◆ **ACTION ITEM**:
Word for word, restate each entry that appears below.

◆ **SOURCE RECORDS**:
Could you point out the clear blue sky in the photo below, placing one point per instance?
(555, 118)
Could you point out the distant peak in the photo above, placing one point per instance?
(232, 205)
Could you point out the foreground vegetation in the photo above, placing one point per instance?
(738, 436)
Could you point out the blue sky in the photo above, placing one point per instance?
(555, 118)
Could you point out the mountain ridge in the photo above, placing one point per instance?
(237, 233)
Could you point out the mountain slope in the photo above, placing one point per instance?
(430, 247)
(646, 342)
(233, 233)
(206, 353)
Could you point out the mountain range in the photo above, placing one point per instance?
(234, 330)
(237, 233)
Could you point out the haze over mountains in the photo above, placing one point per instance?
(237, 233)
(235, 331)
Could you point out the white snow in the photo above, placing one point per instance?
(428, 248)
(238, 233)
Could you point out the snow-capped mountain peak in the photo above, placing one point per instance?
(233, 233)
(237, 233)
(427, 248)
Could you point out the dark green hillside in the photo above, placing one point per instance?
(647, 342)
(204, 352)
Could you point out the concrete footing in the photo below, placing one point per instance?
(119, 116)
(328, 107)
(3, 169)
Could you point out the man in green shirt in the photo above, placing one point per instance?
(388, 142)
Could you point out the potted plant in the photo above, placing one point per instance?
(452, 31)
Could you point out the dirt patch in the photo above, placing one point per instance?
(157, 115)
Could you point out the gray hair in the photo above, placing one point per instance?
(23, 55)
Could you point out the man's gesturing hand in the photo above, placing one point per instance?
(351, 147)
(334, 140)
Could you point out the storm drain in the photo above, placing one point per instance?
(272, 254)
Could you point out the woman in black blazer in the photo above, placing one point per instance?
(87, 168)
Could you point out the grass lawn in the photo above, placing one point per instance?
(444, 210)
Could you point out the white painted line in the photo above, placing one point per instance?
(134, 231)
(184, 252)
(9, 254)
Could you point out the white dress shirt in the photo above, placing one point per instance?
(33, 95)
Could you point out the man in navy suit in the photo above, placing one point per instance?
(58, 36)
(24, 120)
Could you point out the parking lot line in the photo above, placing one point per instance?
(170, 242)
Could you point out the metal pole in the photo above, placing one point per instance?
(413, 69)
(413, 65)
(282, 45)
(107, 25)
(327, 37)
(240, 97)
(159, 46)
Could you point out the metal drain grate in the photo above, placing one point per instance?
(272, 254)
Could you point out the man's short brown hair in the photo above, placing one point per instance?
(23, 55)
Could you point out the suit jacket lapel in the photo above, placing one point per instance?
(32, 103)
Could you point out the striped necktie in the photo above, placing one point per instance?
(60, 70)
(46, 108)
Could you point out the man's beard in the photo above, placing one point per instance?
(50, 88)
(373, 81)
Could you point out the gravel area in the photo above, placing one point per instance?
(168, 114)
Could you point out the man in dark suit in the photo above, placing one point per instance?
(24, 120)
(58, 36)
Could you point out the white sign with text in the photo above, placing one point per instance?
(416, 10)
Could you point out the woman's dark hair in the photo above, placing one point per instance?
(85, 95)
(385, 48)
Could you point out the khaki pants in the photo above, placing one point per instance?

◆ **TASK RESPONSE**:
Could you point out the clear blue sky in the photo below, placing one point per instance?
(555, 118)
Could you point out the distant peak in the photo above, placing one point per instance?
(232, 205)
Could you point out the foreground vegetation in the photo above, placing one point per instance?
(738, 436)
Could you point out the blue sky in the photo above, placing one point per instance?
(555, 118)
Could you point out the mountain ridge in the photo above, placing one point per instance?
(237, 233)
Could you point out the mountain slope in the photo above, placing one point per instance?
(430, 247)
(646, 342)
(233, 233)
(206, 353)
Could you point out the mountain range in the photo above, placing one point per instance?
(234, 330)
(237, 233)
Could you point out the haze over mountains in the photo above, placing one point per instance?
(237, 233)
(235, 331)
Could you point out the white snow in the photo above, placing one point per instance?
(428, 248)
(238, 233)
Could you point out the snow-capped mountain peak in the photo above, placing one point per instance?
(233, 233)
(237, 233)
(427, 248)
Could you point out the dark green hillside in the photo above, placing one point per instance?
(647, 342)
(204, 352)
Could you point out the concrete footing in the photo below, placing one point per instance?
(119, 116)
(328, 107)
(3, 169)
Could you point out the man in green shirt in the photo above, placing one point per instance?
(388, 142)
Could you point out the potted plant in the photo above, placing one point per instance?
(452, 31)
Could you point out the dirt patch in the photo above, placing one point per instance?
(157, 115)
Could you point out the gray hair in the photo above, placing one point per instance?
(23, 55)
Could you point out the man's gesturing hand in the photo above, placing one point per instance?
(351, 147)
(334, 140)
Could you point out the storm drain in the photo above, placing one point per instance?
(272, 254)
Could you point out the woman in black blazer in the photo above, placing one point per instance?
(87, 168)
Could you point out the grass lawn in the photo above, placing one point per instance?
(444, 210)
Could you point out the white painted line in the photo above, placing one point per instance?
(134, 231)
(184, 252)
(9, 254)
Could you point out the white dress shirt in the photo above, placing one point per instance?
(33, 95)
Could you point out the man in navy suit in the photo above, placing one point per instance?
(58, 36)
(24, 120)
Could you point out the parking lot line in the photo above, placing one point per instance?
(170, 242)
Could you point out the metal pole in the photo above, placing one point per instance?
(413, 69)
(413, 65)
(282, 45)
(107, 25)
(327, 37)
(240, 97)
(159, 46)
Could you point out the metal drain grate in the photo above, placing one point per instance?
(272, 254)
Could you point out the man's short brown hair in the photo above, placing one point per instance?
(23, 55)
Could you point out the suit jacket lapel in the photo above, placing one point per instance?
(32, 103)
Could you point out the striped necktie in the photo above, placing one point per instance?
(60, 70)
(46, 108)
Could you point out the man's beard in the photo above, placing one point per instance?
(50, 88)
(373, 81)
Could you point out the gravel area in the photo above, placing one point per instance?
(168, 114)
Could you point out the man in dark suit in the photo above, placing one point per instance?
(24, 120)
(58, 36)
Could you point out the white sign with text in the photo above, placing one point per instance?
(416, 10)
Could you point out the woman's dark hair in the photo above, placing one point per instance?
(85, 95)
(385, 48)
Could you point out the khaki pants in the photo above, placing one point per instance?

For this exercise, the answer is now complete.